Turn the items, from the line containing "the arched window" through the end of the items, into a JSON list of strings with one string per line, omitting blank lines.

====== Source material ======

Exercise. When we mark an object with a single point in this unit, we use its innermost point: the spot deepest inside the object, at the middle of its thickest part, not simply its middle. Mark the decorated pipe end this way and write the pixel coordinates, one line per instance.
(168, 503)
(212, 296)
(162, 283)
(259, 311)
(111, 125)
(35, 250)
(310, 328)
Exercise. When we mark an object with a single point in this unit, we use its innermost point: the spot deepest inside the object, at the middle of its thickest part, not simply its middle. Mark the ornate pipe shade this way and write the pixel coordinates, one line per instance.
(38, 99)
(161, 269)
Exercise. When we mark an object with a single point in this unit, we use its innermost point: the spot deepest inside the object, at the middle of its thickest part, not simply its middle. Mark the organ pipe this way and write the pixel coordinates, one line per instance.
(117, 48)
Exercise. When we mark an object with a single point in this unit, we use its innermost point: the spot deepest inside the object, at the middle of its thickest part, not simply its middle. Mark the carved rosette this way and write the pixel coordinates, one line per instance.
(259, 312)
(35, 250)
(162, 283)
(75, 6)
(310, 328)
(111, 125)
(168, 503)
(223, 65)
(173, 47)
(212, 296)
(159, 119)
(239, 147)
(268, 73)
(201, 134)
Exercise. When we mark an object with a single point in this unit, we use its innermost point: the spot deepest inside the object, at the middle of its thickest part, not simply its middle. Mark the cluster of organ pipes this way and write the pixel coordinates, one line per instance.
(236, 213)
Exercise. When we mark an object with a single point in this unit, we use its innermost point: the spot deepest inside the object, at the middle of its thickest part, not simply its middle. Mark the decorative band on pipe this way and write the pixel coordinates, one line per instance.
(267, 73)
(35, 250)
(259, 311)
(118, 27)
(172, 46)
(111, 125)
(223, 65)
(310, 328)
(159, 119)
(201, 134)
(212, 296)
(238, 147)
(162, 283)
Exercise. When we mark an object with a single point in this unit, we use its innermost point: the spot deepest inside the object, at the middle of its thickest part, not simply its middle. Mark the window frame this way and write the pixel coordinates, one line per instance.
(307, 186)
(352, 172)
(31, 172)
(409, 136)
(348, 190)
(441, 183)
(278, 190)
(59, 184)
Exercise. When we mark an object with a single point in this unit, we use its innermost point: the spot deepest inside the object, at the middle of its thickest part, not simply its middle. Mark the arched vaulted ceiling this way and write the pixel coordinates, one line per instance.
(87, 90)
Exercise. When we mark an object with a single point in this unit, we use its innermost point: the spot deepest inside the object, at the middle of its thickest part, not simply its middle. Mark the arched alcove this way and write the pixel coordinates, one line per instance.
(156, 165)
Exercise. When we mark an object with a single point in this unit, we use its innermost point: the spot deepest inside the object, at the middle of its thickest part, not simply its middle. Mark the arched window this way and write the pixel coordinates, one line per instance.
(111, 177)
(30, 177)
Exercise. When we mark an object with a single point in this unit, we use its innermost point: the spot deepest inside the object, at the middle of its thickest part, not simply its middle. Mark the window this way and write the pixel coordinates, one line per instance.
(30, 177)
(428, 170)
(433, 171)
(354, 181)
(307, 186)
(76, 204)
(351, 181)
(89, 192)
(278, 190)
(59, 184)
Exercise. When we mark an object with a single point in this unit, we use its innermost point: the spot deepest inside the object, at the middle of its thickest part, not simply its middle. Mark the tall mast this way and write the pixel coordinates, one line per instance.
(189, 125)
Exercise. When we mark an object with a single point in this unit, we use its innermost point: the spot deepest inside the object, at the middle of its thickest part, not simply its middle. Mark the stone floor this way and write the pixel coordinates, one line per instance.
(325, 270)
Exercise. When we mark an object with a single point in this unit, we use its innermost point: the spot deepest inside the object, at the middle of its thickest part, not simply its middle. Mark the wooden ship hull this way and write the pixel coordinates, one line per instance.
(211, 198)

======

■ The result
[
  "Exercise. When we mark an object with a single point in this unit, we use its innermost point: the spot deepest inside the object, at the middle of its thickest part, not simply its middle. Mark the arched window this way and write the pixel coordinates, one line per instance.",
  "(111, 177)",
  "(30, 177)",
  "Exercise. When we mark an object with a single point in this unit, we use its innermost point: the spot deepest inside the object, at the middle of its thickest part, not simply its middle. Mark the window this way and write the pixel coordinates, one line per instance.",
  "(30, 177)",
  "(428, 170)",
  "(433, 171)",
  "(354, 181)",
  "(307, 186)",
  "(76, 204)",
  "(351, 181)",
  "(89, 192)",
  "(278, 190)",
  "(59, 184)",
  "Exercise. When we mark an object with a single point in this unit, we use its innermost point: the spot deepest inside the object, at the middle of its thickest part, not simply its middle. Mark the tall mast this way and write the pixel coordinates, one line per instance.",
  "(189, 125)",
  "Exercise. When we mark an object with a single point in this unit, we use its innermost point: the spot deepest inside the object, at the middle of its thickest part, not simply its middle. Mark the stone floor this way and write the pixel coordinates, one line per instance.",
  "(325, 270)",
  "Exercise. When we mark an object with a single point in this unit, we use its innermost point: the spot deepest inside the object, at the middle of its thickest part, not simply its middle. Mark the wooden ship hull this way and write the pixel coordinates, one line per instance.",
  "(211, 198)"
]